WAT JE DOET »
A - Werk het deel van de tekst over Ernst Jansz bij dat begint met "Jansz gaat met" en doorloopt tot en met "wordt een valkuil.". Geef dat deel opnieuw, met "buitenwereld" overal vervangen door "omgeving".
B - Schrijf de tekst over Ernst Jansz en beroemdheid verder, vanaf de laatste zin die er staat.

── TEKSTFRAGMENT ──

In de Nieuwe Revu van deze week staat een interview met Ernst Jansz, die de meesten van ons kennen als een van de leden van Doe Maar. In het interview gaat hij in op de effecten van beroemd zijn. Hij vertelt dat hij gedurende zijn jeugd al droomde van roem, en dat het in het echt nog mooier was dan hij hoopte en verschrikkelijker dan hij vreesde.
Jansz gaat met name in op de negatieve aspecten van beroemd zijn. Hij vertelt dat hij het gevoel had de controle op zijn leven te verliezen. Andere mensen bepalen wie je bent, en daardoor verlies je jezelf. De manier waarop je tegen jezelf aankijkt drijft meer en meer in de richting van het imago dat de buitenwereld van je heeft. Maar de buitenwereld plaatst je op een voetstuk, denkt dat je een held bent. En dat je geen held bent, weet je diep van binnen zelf ook wel. Langzamerhand wordt het gat tussen wie je bent en wie je geacht wordt te zijn groter. Jansz vervolgt met de conclusie dat je dacht dat beroemdheid je onafhankelijk maakt, maar je wordt juist afhankelijker. En je dacht dat al het geld vrijheid zou brengen, maar het wordt een valkuil.

───
── VASTGELEGDE GEGEVENS ──

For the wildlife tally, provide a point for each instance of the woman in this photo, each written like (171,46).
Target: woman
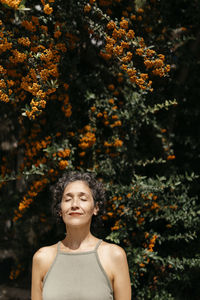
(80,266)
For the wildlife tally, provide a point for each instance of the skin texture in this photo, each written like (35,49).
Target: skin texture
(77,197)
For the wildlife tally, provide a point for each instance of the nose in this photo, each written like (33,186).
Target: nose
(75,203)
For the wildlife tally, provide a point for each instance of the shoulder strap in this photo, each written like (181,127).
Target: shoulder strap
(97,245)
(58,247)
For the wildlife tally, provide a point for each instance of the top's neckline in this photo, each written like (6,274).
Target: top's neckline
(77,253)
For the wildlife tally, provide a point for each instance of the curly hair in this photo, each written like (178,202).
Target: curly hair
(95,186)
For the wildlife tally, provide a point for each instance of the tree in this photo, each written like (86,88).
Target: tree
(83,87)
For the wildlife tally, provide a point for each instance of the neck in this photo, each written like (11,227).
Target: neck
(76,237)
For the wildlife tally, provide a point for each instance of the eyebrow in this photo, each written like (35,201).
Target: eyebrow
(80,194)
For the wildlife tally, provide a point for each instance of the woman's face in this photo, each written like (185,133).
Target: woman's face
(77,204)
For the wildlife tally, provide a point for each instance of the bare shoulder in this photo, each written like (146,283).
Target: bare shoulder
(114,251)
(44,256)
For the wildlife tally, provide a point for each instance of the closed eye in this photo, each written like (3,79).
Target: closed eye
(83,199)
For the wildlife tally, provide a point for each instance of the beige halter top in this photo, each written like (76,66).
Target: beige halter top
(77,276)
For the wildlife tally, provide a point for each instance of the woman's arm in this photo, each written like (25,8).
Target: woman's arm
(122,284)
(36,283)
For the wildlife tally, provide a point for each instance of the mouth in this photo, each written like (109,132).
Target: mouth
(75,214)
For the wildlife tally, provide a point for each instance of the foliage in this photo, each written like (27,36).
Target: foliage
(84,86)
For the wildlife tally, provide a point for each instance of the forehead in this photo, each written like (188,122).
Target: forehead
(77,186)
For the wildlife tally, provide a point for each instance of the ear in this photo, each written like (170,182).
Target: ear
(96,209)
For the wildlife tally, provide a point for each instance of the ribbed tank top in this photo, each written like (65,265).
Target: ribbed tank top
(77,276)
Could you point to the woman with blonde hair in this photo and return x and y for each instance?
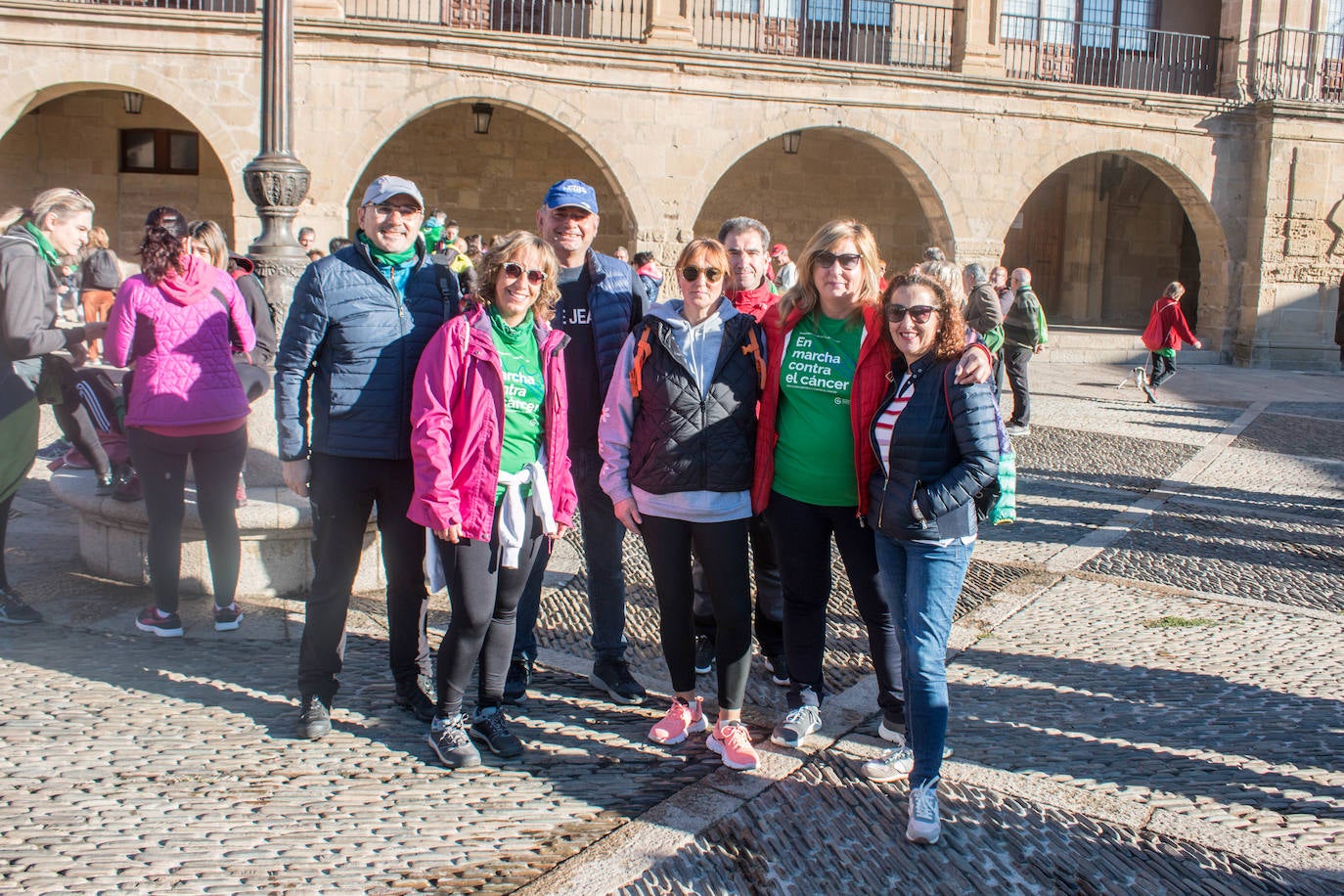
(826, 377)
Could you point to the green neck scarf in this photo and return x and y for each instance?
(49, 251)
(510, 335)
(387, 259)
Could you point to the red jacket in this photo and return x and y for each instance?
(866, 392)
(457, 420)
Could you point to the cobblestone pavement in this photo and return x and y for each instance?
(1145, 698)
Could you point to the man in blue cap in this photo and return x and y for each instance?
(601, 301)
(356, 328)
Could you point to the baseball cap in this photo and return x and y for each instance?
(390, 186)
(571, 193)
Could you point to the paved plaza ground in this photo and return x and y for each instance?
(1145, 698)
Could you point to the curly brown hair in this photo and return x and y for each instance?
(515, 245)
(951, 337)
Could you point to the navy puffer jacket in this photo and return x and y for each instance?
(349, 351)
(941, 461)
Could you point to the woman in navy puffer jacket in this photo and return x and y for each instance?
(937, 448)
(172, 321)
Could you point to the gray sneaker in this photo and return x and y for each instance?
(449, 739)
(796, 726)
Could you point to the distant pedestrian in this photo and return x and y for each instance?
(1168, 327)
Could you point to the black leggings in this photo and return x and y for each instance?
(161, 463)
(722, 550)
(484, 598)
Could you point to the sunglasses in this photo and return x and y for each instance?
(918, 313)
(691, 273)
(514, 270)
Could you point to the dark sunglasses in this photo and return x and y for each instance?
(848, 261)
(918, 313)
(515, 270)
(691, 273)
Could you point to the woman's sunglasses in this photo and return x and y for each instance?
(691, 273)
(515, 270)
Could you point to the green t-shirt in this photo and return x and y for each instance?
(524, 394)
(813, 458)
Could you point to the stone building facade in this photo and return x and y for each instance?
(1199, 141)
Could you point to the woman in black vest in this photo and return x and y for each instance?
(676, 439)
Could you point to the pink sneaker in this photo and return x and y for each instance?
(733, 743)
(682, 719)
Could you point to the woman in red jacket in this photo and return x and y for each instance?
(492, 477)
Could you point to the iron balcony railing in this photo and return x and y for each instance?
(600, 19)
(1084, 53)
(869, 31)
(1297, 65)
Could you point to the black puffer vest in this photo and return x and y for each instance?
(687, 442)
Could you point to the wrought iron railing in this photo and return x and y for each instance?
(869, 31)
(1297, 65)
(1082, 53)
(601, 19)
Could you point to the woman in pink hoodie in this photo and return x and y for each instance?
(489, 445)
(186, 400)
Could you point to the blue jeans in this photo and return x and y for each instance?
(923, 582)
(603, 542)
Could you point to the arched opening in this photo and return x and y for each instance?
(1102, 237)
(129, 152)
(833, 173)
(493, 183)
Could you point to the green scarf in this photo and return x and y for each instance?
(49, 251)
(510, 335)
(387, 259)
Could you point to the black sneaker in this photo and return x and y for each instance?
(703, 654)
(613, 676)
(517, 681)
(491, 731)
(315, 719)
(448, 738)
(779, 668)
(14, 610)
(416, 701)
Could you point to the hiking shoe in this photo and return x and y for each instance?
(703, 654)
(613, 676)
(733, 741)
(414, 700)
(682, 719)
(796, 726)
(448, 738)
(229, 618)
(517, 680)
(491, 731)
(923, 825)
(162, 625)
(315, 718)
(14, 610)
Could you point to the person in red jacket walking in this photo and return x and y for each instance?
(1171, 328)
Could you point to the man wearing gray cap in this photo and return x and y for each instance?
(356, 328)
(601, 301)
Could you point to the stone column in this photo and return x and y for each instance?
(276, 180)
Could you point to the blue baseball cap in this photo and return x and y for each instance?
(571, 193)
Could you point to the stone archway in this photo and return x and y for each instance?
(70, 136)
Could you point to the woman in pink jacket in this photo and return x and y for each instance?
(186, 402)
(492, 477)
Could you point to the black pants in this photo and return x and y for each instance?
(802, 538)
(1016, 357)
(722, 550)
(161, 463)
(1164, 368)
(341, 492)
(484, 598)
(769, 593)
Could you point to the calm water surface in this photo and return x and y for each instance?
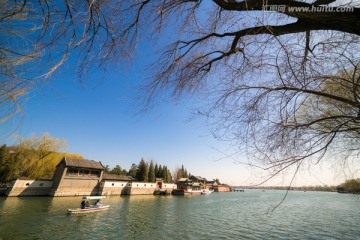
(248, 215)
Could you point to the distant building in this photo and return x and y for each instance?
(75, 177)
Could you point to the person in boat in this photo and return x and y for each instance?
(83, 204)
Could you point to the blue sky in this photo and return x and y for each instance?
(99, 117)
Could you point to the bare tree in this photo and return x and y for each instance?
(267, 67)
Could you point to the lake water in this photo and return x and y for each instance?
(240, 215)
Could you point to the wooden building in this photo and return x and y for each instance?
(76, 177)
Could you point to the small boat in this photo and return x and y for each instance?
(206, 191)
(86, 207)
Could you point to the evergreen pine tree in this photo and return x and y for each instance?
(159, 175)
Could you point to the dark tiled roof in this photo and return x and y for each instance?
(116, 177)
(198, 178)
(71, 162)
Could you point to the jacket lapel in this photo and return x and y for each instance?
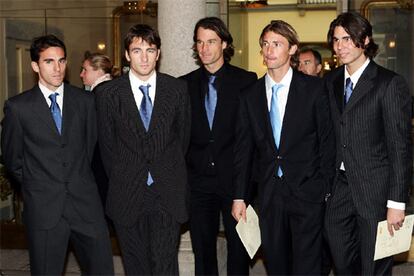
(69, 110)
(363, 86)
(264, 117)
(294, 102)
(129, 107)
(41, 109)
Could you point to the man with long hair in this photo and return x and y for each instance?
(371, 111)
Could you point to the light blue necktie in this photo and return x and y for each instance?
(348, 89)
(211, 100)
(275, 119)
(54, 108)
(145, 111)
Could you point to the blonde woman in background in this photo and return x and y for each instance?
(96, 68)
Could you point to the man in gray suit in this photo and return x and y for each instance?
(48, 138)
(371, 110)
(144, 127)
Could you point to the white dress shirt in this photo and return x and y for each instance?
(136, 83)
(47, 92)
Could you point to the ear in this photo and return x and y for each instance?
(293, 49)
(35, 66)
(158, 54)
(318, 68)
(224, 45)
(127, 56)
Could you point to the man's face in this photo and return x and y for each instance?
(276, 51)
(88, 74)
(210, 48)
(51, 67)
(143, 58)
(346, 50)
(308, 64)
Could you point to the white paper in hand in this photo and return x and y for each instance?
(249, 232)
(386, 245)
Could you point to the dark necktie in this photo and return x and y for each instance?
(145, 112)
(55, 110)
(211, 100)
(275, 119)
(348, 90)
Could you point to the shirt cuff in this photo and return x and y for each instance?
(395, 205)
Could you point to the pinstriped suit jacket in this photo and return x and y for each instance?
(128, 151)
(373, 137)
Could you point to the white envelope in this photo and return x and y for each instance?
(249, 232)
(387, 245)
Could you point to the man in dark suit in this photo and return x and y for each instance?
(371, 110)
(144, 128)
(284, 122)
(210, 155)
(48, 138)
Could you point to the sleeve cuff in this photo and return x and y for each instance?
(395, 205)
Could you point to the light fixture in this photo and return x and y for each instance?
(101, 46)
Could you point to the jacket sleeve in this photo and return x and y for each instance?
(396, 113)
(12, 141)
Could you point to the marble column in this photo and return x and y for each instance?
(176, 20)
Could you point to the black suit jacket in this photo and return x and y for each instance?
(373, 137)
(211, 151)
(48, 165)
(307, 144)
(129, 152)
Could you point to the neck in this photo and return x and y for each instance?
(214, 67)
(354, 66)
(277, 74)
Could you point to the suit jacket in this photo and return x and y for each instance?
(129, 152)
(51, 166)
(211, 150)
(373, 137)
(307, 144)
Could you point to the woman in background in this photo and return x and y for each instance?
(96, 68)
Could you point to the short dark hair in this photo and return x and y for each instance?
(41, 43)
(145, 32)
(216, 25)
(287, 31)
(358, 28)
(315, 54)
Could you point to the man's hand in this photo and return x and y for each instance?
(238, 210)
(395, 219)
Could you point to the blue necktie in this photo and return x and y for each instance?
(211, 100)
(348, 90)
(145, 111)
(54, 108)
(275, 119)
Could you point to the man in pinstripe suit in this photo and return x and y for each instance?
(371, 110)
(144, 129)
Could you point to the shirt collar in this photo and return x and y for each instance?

───

ANTWOORDEN PER OPDRACHT »
A -
Jansz gaat met name in op de negatieve aspecten van beroemd zijn. Hij vertelt dat hij het gevoel had de controle op zijn leven te verliezen. Andere mensen bepalen wie je bent, en daardoor verlies je jezelf. De manier waarop je tegen jezelf aankijkt drijft meer en meer in de richting van het imago dat de omgeving van je heeft. Maar de omgeving plaatst je op een voetstuk, denkt dat je een held bent. En dat je geen held bent, weet je diep van binnen zelf ook wel. Langzamerhand wordt het gat tussen wie je bent en wie je geacht wordt te zijn groter. Jansz vervolgt met de conclusie dat je dacht dat beroemdheid je onafhankelijk maakt, maar je wordt juist afhankelijker. En je dacht dat al het geld vrijheid zou brengen, maar het wordt een valkuil.

B -
Laat deze woorden van Jansz (inmiddels ook al weer 58 jaar oud) eens bezinken…
Zou het fenomeen dat hij beschrijft niet de meest voor de hand liggende reden zijn van de bedrijfsschandalen die we gezien hebben (en waarvan we er ongetwijfeld nog meer zullen zien)? Velen hebben geschreven over "celebrity CEOs" en "zonnekoningen" die denken dat ze onoverwinnelijk zijn, de wijsheid in pacht hebben en dat alles wat je aanraken in goud verandert. Maar ligt het tegenovergestelde niet meer voor de hand? Het is een imago dat van buitenaf gecreeerd wordt. De CEOs weten heus wel dat ze geen held zijn die altijd alles onder controle heeft. Dat is misschien de reden dat ze zich, als de nood hoog wordt, richten op hetgene wat ze wel in goud kunnen laten veranderen… de cijfers.
Het probleem met het knutselen aan bedrijfscijfers is dat het op het gezicht misschien het gat met de verwachting dicht, maar het vergroot het gat met de realiteit. En dan creeert het een nog grotere verwachting van de buitenwereld, en het gat groeit weer! Op een gegeven moment opent het gat zich en val je erin. Onontkoombaar. Het gebeurt binnen bedrijven, waar men aan de torenhoge verwachtingen van het topmanagement probeert te voldoen, en het gebeurt met complete bedrijving, die aan de verwachtingen van Wall Street moeten voldoen.
Hoe kunnen we dit nu voorkomen? Ik denk dat we een van de kernbegrippen van de business moeten herdefinieren: "alignment". Het betekent meestal de mate waarin we allemaal op dezelfde doelen gericht zijn. Maar dat is nu precies de reden waarom het fout gaat!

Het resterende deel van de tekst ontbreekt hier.